Start SELECTED PASSAGE

Partially Ordered Constraints (POC)

@cite{anttila-1997} @cite{kiparsky-1993b} @cite{coetzee-pater-2011}

A POC grammar is a partial order on the constraint set. Each evaluation samples a total order (i.e., a linear extension) consistent with the partial order, and the OT optimum under that ranking is the output. The induced distribution over outputs is uniform over consistent linear extensions.

This module provides the substrate counterpart to the per-paper POC analyses: every linear extension is a Equiv.Perm (Fin n), and every finite set of consistent extensions sits inside Finset.univ for that permutation type. The probability of an output is then a ratio of Finset cardinalities — a clean computation, no measure theory required.

Architecture

POC sits in the substrate alongside Cumulativity.SystemicProblem, sharing its multi-input optimization model and its OTRealizes definition. The new content here is:

• PartialOrderConstraints n: a partial order on Fin n (constraint indices).
• IsConsistent p σ: σ is a linear extension of p.
• consistentTotalOrders p: the (decidable, finite) set of linear extensions.
• pocPredict P p i o: the probability that POC sampling under p selects output o for input i, computed as a ratio of consistent extensions realizing o vs. all consistent extensions.
• IsPOCRealizable P: some non-trivial partial order has every consistent extension realizing the target. This is the categorical realizability notion; the probabilistic story is captured by pocPredict.

Containments

• poc_realizable_imp_ot_realizable — trivial (pick any consistent extension).
• ot_realizable_imp_poc_realizable — non-trivial; the witness is the σ-induced total order, whose unique consistent extension is σ. The uniqueness step uses the standard fact that a strictly monotone bijection on a finite linear order is the identity (proof via StrictMono.id_le + dual).

The categorical containment OT ⊆ POC is somewhat misleading linguistically: POC's expressive advantage over OT is probabilistic, not categorical. The pocPredict API is the principled way to surface that — POC can produce intermediate frequencies (e.g., 8/24, 12/24 in @cite{coetzee-pater-2011}'s t/d-deletion analysis) that no single OT ranking can reproduce.

Where this is used

Phenomena/Phonology/Studies/CoetzeePater2011.lean currently does its POC analysis by manually enumerating permutations constraints and filtering. A follow-up refactor would have CoetzeePater consume pocPredict and substrate-level POC theorems instead.

structure Core.Constraint.PartialOrderConstraints (n : ℕ) : Type

A partial order on Fin n constraint indices. The OT case is a total order; the POC case allows incomparable pairs (multiple consistent linear extensions).

• rel : Fin n → Fin n → Prop

  The partial-order relation: rel a b reads "a is ranked at-most-as-low-as b", i.e., a takes priority over b (or they're equal).

• decidable_rel : DecidableRel self.rel

  Decidability of the relation (required for consistentTotalOrders to be a computable Finset).

End SELECTED PASSAGE
Start PROVIDED DATA

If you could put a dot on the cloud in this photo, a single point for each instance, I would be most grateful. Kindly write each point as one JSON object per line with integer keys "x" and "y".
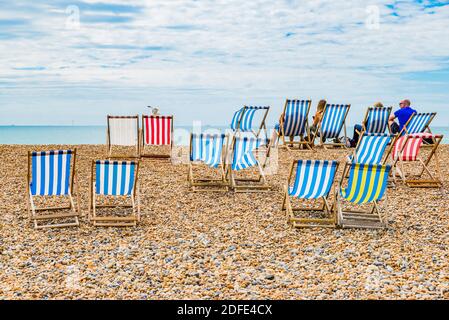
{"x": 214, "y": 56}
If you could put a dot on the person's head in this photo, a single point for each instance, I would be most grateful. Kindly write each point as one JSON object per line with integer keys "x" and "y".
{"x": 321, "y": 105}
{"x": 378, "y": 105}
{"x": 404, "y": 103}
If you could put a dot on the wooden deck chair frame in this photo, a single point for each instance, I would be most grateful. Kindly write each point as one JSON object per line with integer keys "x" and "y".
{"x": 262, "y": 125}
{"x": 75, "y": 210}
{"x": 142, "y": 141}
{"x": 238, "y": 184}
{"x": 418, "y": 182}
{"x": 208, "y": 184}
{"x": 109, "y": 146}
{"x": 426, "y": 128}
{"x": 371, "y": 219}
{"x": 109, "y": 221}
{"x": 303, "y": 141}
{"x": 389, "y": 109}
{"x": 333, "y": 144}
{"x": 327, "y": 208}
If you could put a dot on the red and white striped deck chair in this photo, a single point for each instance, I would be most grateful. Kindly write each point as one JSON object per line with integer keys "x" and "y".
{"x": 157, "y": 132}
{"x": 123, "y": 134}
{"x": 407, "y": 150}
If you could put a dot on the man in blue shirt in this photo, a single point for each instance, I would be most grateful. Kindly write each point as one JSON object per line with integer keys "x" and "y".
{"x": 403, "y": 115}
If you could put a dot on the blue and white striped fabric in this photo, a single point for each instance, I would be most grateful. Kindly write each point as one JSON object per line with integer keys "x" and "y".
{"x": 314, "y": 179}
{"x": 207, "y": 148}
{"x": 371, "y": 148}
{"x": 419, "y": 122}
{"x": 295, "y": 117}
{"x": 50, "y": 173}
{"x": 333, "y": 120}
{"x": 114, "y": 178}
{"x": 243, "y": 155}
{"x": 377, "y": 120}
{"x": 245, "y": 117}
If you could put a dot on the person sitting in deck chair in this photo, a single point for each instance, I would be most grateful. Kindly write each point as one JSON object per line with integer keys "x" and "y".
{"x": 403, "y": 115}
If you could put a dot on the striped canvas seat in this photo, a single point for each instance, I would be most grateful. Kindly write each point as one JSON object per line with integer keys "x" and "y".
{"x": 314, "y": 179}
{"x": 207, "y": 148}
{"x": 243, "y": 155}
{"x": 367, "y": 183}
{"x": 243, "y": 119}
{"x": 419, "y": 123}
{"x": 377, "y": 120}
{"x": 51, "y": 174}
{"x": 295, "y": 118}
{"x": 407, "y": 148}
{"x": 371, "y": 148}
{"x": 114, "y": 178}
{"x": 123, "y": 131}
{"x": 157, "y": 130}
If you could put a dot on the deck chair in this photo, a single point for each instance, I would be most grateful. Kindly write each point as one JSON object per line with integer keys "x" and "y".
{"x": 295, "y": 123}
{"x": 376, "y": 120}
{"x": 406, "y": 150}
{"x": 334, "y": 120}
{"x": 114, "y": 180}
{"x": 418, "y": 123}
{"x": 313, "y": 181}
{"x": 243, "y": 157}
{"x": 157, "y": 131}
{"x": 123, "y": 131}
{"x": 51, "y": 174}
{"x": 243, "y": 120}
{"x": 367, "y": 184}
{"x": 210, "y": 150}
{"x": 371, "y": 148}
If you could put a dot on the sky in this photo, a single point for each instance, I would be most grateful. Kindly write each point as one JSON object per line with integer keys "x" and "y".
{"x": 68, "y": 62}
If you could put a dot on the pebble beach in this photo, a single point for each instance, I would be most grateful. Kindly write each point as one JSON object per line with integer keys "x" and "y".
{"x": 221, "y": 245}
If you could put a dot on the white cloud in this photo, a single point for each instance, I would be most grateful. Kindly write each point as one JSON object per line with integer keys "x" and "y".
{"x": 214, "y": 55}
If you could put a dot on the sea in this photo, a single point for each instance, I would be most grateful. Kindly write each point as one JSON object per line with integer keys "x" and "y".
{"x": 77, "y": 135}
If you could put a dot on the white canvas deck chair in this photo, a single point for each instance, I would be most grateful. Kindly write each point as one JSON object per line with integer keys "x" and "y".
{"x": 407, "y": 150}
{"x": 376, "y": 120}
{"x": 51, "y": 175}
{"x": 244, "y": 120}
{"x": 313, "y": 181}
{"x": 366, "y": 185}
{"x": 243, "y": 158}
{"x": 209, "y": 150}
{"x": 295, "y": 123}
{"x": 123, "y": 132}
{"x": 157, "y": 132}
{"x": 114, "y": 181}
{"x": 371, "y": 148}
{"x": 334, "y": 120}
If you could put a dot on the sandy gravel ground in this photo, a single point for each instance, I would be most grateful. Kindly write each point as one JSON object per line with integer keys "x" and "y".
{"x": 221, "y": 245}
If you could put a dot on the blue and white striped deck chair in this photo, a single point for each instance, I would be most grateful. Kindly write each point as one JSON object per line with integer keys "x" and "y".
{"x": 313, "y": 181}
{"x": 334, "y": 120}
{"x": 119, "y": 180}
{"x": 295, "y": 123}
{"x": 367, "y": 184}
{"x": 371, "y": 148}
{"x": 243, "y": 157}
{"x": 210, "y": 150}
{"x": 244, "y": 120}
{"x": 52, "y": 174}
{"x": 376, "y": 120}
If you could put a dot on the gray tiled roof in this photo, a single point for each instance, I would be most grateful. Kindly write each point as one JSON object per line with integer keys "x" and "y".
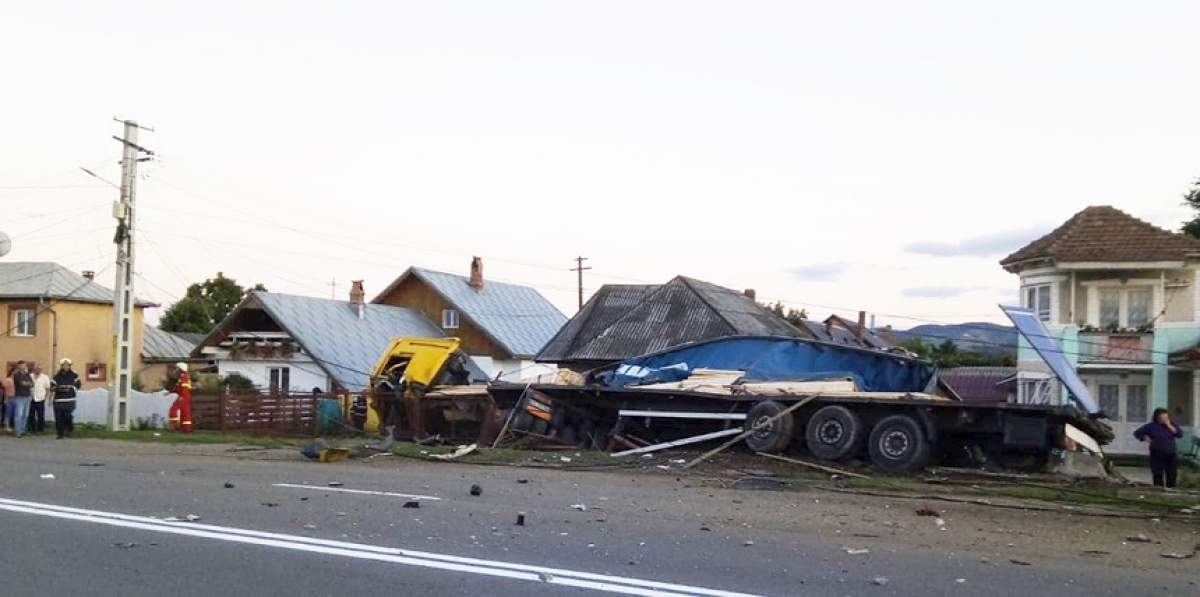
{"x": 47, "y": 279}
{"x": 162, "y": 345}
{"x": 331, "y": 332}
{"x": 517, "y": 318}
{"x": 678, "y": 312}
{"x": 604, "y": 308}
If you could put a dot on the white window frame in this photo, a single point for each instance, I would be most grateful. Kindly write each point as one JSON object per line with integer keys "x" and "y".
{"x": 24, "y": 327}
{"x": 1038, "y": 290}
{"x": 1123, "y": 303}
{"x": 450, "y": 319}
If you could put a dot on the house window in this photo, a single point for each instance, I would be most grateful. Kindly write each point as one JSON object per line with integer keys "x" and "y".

End PROVIDED DATA
Start PROVIDED DATA

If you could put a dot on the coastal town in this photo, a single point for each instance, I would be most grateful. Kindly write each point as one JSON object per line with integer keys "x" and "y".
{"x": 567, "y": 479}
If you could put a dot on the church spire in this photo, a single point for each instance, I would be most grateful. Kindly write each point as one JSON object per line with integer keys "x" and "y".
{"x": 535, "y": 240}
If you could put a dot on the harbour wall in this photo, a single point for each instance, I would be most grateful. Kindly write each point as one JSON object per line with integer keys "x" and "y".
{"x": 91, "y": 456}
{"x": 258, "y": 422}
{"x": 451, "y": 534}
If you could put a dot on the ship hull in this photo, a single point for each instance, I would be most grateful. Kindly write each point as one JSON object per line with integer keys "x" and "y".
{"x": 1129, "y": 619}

End PROVIDED DATA

**DIRECTIONS**
a) In the documentation on partially ordered constraints, what is the distribution over outputs induced by a POC grammar?
b) Continue the documentation on partially ordered constraints, starting after its final line.

**SOLVED TASKS**
a) It is uniform over the consistent linear extensions of the partial order.

b)
• refl (a : Fin n) : self.rel a a

  Reflexivity.

• trans {a b c : Fin n} : self.rel a b → self.rel b c → self.rel a c

  Transitivity.

• antisymm {a b : Fin n} : self.rel a b → self.rel b a → a = b

  Antisymmetry.

def Core.Constraint.PartialOrderConstraints.discrete (n : ℕ) : PartialOrderConstraints n

The discrete partial order on Fin n: rel a b iff a = b. No constraint pair is comparable beyond reflexivity. Every permutation is a consistent linear extension — this matches @cite{anttila-1997}'s "no ranking imposed" baseline.

Equations

• Core.Constraint.PartialOrderConstraints.discrete n = { rel := Eq, decidable_rel := inferInstance, refl := ⋯, trans := ⋯, antisymm := ⋯ }

def Core.Constraint.PartialOrderConstraints.fromPermutation {n : ℕ} (σ : Equiv.Perm (Fin n)) : PartialOrderConstraints n

The total order induced by a permutation σ: rel a b iff σ.symm a ≤ σ.symm b (i.e., a appears at least as early as b in σ's enumeration). This is a total order; its unique consistent linear extension is σ itself (fromPermutation_consistent_unique below).

Equations

• One or more equations did not get rendered due to their size.

def Core.Constraint.PartialOrderConstraints.IsConsistent {n : ℕ} (p : PartialOrderConstraints n) (σ : Equiv.Perm (Fin n)) : Prop

A permutation σ is consistent with the partial order p if σ⁻¹ respects rel: whenever rel a b holds, σ ranks a at least as early as b (σ.symm a ≤ σ.symm b). σ is a linear extension of p.

Equations

• p.IsConsistent σ = ∀ (a b : Fin n), p.rel a b → (Equiv.symm σ) a ≤ (Equiv.symm σ) b

@[implicit_reducible]

instance Core.Constraint.PartialOrderConstraints.instDecidableIsConsistent {n : ℕ} (p : PartialOrderConstraints n) (σ : Equiv.Perm (Fin n)) : Decidable (p.IsConsistent σ)

Equations

• p.instDecidableIsConsistent σ = id inferInstance

def Core.Constraint.PartialOrderConstraints.consistentTotalOrders {n : ℕ} (p : PartialOrderConstraints n) : Finset (Equiv.Perm (Fin n))

The (decidable, finite) set of linear extensions of p.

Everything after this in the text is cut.